Mari ambil contoh dari Christian Seifert, CEO Bundesliga, sekaligus Wakil Presiden DFB (Federasi Sepak Bola Jerman) yang menjabat sejak tahun 2005. Orang mengingat hancur leburnya Jerman di Piala Eropa 2000, sebelum kemudian mereka berbenah dengan sangat masif. Sejak 2005, ketika Seifert mulai terlibat di perencanaan akademi dan pengembangan pemain muda di tim-tim Bundesliga, ia mencanangkan proyek ambisius.

Proyek ini yang kemudian memberi suplai banyak pemain muda berkualitas kepada Joachim Löw di Piala Dunia 2010, dengan generasi pemain muda seperti Mesut Özil, Sami Khedira, Jerome Boateng, Toni Kroos, Thomas Müller, hingga sang mutan, Manuel Neuer, muncul ke permukaan.

Empat tahun kemudian, di 2014, fondasi pemain-pemain inilah yang membawa Jerman menjuarai Piala Dunia secara gemilang di Brasil, dengan catatan fenomenal: menghajar si empunya rumah dengan skor akhir 7-1 di semifinal, sebelum mengunci gelar juara dunia lewat gol tunggal sang wonderboy, Mario Götze.

Turnamen ini juga menunjukkan generasi selanjutnya setelah era Özil dan kolega dengan munculnya Mats Hummels, Julian Draxler, Andre Schürrle, Matthias Ginter, Christoph Kramer, hingga Götze sendiri. Skuat juara itu juga masih minus Marco Reus, sang media darling, yang harus absen karena cedera lutut.

Satu bulan setelah kesuksesan di Brasil, Seifert, seperti diwawancarai oleh The Independent, sudah mengingatkan sesuatu kepada khalayak luas, “Skuat ini baru gelombang pertama. Yang berikutnya masih akan datang lagi.”
------------------------------------------------------------
- **Petunjuk**
(1) Menurut teks tentang sepak bola Jerman, dengan skor akhir berapa Jerman mengalahkan tuan rumah di semifinal Piala Dunia 2014?
(2) Tolong ketik ulang bagian teks tentang sepak bola Jerman dari "Mari ambil contoh" sampai "muncul ke permukaan." tanpa mengubah apa pun.
Item-item yang ada tidak berhubungan dengan teks tentang sepak bola Jerman.
------------------------------------------------------------
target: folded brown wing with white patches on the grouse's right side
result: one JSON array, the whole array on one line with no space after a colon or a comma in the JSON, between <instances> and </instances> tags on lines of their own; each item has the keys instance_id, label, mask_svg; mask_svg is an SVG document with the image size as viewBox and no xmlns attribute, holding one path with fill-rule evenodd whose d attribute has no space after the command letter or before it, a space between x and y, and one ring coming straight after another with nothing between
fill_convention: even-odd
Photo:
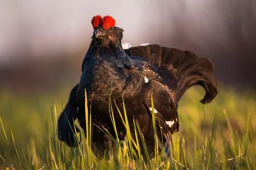
<instances>
[{"instance_id":1,"label":"folded brown wing with white patches on the grouse's right side","mask_svg":"<svg viewBox=\"0 0 256 170\"><path fill-rule=\"evenodd\" d=\"M150 64L147 60L131 56L131 59L141 69L144 76L145 85L143 86L143 103L147 106L148 112L156 113L157 124L165 131L179 131L179 118L175 96L172 90L158 74L156 66ZM151 103L151 95L153 97L154 109Z\"/></svg>"}]
</instances>

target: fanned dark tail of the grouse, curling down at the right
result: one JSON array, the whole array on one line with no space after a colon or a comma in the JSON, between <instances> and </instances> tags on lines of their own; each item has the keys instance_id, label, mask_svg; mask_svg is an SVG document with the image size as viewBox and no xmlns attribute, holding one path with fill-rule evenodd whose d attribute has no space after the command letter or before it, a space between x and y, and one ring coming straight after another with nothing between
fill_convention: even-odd
<instances>
[{"instance_id":1,"label":"fanned dark tail of the grouse, curling down at the right","mask_svg":"<svg viewBox=\"0 0 256 170\"><path fill-rule=\"evenodd\" d=\"M134 46L125 50L127 55L136 55L157 66L168 87L175 92L177 101L193 85L201 85L205 96L201 103L209 103L218 94L214 66L206 58L195 53L159 45Z\"/></svg>"}]
</instances>

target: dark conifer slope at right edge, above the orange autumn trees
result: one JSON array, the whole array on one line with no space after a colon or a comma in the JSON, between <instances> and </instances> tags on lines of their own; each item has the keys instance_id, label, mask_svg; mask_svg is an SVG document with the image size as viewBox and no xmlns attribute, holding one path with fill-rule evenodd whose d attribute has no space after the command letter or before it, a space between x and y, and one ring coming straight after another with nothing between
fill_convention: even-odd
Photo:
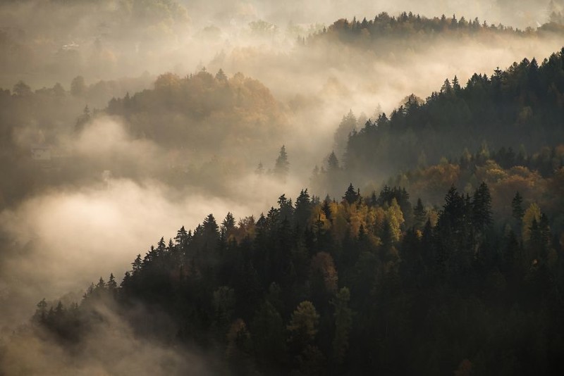
<instances>
[{"instance_id":1,"label":"dark conifer slope at right edge, above the orange autumn trees","mask_svg":"<svg viewBox=\"0 0 564 376\"><path fill-rule=\"evenodd\" d=\"M426 101L405 104L353 130L344 164L362 175L394 173L418 163L458 158L479 149L539 150L564 139L564 48L545 58L513 63L491 77L474 74L465 87L445 80ZM345 119L343 119L345 121Z\"/></svg>"}]
</instances>

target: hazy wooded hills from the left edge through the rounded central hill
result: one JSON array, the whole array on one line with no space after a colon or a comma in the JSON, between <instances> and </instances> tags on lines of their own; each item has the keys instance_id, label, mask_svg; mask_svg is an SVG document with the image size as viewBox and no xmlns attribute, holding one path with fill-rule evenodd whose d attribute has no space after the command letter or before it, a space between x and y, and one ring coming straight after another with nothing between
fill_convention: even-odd
<instances>
[{"instance_id":1,"label":"hazy wooded hills from the left edge through the rounded central hill","mask_svg":"<svg viewBox=\"0 0 564 376\"><path fill-rule=\"evenodd\" d=\"M222 180L248 173L257 160L274 161L287 115L261 82L242 73L228 78L221 69L211 75L202 68L184 78L166 73L154 82L142 75L87 84L78 76L68 90L60 83L33 90L20 81L12 90L0 89L0 161L14 176L0 182L0 207L48 187L99 178L104 170L176 187L213 180L218 192L225 191ZM85 152L85 138L112 122L124 124L111 140L118 150L87 146ZM138 153L149 161L140 163L128 144L144 141L149 144ZM250 147L252 155L234 155ZM48 156L38 159L35 150Z\"/></svg>"}]
</instances>

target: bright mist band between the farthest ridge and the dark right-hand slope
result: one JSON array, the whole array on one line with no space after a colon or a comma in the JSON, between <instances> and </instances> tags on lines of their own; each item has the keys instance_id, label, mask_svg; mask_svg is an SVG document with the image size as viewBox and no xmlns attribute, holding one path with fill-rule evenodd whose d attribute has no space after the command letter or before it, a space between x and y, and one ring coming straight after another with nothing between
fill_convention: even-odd
<instances>
[{"instance_id":1,"label":"bright mist band between the farthest ridge and the dark right-hand slope","mask_svg":"<svg viewBox=\"0 0 564 376\"><path fill-rule=\"evenodd\" d=\"M321 164L348 111L374 120L377 110L389 114L409 94L427 98L446 78L456 75L465 83L474 73L491 75L497 67L508 68L524 57L549 56L560 44L557 36L509 36L490 41L441 39L417 49L396 46L393 40L376 50L340 43L300 46L291 53L247 47L233 49L208 66L228 73L253 72L290 107L286 144L299 151L300 159Z\"/></svg>"}]
</instances>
------------------------------------------------------------
- **Jawaban per Item**
(1) Dengan skor akhir 7-1.

(2)
Mari ambil contoh dari Christian Seifert, CEO Bundesliga, sekaligus Wakil Presiden DFB (Federasi Sepak Bola Jerman) yang menjabat sejak tahun 2005. Orang mengingat hancur leburnya Jerman di Piala Eropa 2000, sebelum kemudian mereka berbenah dengan sangat masif. Sejak 2005, ketika Seifert mulai terlibat di perencanaan akademi dan pengembangan pemain muda di tim-tim Bundesliga, ia mencanangkan proyek ambisius.

Proyek ini yang kemudian memberi suplai banyak pemain muda berkualitas kepada Joachim Löw di Piala Dunia 2010, dengan generasi pemain muda seperti Mesut Özil, Sami Khedira, Jerome Boateng, Toni Kroos, Thomas Müller, hingga sang mutan, Manuel Neuer, muncul ke permukaan.